> **Stated goal**: Write out exactly, with no other output, the lines below from the one that contains "Would you kindly locate the light" through the end.

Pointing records
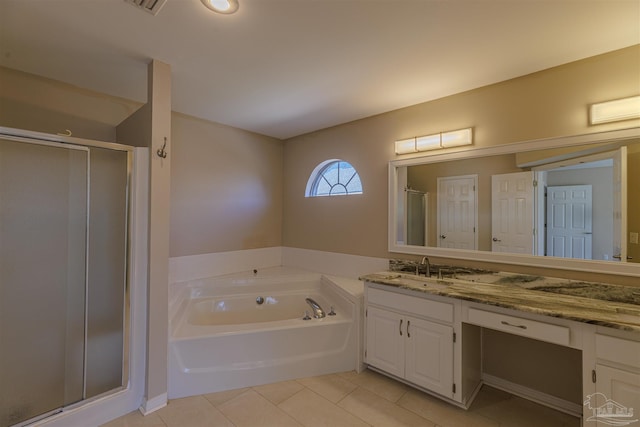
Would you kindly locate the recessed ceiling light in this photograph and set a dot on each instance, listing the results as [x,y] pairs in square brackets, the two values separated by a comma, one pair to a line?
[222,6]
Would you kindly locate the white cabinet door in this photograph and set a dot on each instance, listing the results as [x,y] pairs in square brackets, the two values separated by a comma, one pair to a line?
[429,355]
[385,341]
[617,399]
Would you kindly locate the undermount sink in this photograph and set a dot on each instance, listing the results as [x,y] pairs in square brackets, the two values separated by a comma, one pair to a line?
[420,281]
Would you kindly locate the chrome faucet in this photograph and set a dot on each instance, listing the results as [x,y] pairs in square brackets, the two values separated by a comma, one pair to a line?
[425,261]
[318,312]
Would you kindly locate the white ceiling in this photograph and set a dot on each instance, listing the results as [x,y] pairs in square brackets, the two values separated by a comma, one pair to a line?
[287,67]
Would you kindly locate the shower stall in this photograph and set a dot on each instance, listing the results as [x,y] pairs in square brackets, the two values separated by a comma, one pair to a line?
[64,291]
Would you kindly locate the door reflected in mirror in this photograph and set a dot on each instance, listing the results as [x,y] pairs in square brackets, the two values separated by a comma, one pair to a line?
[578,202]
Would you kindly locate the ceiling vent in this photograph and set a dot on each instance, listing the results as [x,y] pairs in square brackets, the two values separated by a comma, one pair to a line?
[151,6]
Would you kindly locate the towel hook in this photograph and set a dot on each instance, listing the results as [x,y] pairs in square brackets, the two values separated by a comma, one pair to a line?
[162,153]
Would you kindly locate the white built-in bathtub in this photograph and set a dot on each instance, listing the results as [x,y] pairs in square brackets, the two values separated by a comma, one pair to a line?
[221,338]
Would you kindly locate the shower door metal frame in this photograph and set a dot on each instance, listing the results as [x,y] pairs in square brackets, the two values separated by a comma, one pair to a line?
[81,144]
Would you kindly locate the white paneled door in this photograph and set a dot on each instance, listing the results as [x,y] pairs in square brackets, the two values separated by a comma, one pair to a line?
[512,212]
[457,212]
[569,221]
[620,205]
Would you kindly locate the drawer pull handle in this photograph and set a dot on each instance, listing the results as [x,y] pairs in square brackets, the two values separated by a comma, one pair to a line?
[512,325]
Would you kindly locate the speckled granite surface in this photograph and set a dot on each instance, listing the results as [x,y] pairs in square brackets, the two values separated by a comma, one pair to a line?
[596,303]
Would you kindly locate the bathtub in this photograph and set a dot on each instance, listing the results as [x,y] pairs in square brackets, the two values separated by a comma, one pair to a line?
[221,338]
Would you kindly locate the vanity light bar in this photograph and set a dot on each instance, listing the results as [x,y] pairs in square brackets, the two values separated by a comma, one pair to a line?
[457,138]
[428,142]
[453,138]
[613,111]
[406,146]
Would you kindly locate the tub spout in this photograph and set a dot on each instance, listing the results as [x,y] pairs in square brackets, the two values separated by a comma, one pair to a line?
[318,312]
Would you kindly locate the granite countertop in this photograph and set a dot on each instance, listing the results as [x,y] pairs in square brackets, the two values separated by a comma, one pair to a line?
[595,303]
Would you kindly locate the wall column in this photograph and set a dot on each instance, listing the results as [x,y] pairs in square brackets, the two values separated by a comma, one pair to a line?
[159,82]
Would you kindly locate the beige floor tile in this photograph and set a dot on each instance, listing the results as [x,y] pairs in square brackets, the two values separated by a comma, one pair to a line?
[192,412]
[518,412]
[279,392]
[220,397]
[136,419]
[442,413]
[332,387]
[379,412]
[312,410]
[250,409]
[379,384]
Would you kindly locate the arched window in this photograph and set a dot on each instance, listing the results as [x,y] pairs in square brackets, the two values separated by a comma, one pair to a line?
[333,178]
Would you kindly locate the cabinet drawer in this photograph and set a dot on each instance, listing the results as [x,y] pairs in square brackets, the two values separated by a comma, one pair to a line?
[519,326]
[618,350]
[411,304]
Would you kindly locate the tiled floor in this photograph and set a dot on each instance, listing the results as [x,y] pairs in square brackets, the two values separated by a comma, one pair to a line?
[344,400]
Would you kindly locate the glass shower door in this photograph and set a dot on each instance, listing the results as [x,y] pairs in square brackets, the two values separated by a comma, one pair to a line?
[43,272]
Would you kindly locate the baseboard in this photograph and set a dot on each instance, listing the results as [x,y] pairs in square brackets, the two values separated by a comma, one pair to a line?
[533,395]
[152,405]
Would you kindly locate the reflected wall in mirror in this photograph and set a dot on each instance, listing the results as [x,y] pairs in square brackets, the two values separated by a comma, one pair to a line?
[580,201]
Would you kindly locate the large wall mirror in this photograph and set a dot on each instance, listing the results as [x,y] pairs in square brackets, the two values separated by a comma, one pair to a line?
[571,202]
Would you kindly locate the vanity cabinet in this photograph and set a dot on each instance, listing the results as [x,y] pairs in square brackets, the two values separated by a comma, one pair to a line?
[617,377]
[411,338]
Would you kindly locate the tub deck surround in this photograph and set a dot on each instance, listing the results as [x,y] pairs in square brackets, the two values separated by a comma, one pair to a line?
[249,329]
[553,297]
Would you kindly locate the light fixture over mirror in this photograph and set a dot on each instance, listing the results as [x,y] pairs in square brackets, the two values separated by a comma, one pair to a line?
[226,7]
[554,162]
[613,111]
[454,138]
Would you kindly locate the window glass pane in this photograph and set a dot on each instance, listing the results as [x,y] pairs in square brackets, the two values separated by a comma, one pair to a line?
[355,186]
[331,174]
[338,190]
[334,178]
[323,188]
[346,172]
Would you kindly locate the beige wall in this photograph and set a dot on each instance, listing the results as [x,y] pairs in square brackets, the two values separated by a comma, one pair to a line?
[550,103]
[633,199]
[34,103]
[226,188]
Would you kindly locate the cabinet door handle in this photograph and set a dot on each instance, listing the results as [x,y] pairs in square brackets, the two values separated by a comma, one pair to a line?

> **Response to the exercise**:
Would you kindly locate the light fixture over mirror in this photograph and set a dot on each instance, listing the results as [x,y] pairs in square brackets, the two values separated by a comma, one pair to a line?
[226,7]
[554,162]
[613,111]
[454,138]
Would you kindly locate the window glass pane in this photograph and set a dot on each instance, listing the results as [x,y] pairs in square brackets, the two values separated by a comma, one pair to a line?
[355,186]
[331,174]
[338,190]
[334,178]
[323,188]
[346,172]
Would you kindly locate the beige wall in this photograph and set a dot on each instance, listing the results as [x,y] pairs in square brackets, the two values separated by a comma, one pair to a line?
[550,103]
[633,199]
[34,103]
[226,188]
Would you kindly locate the cabinet door handle in this photograph and set a dot on each instance, listing the results as [x,y] pairs in square brackets, the two values separated by a comma, one pair to a line?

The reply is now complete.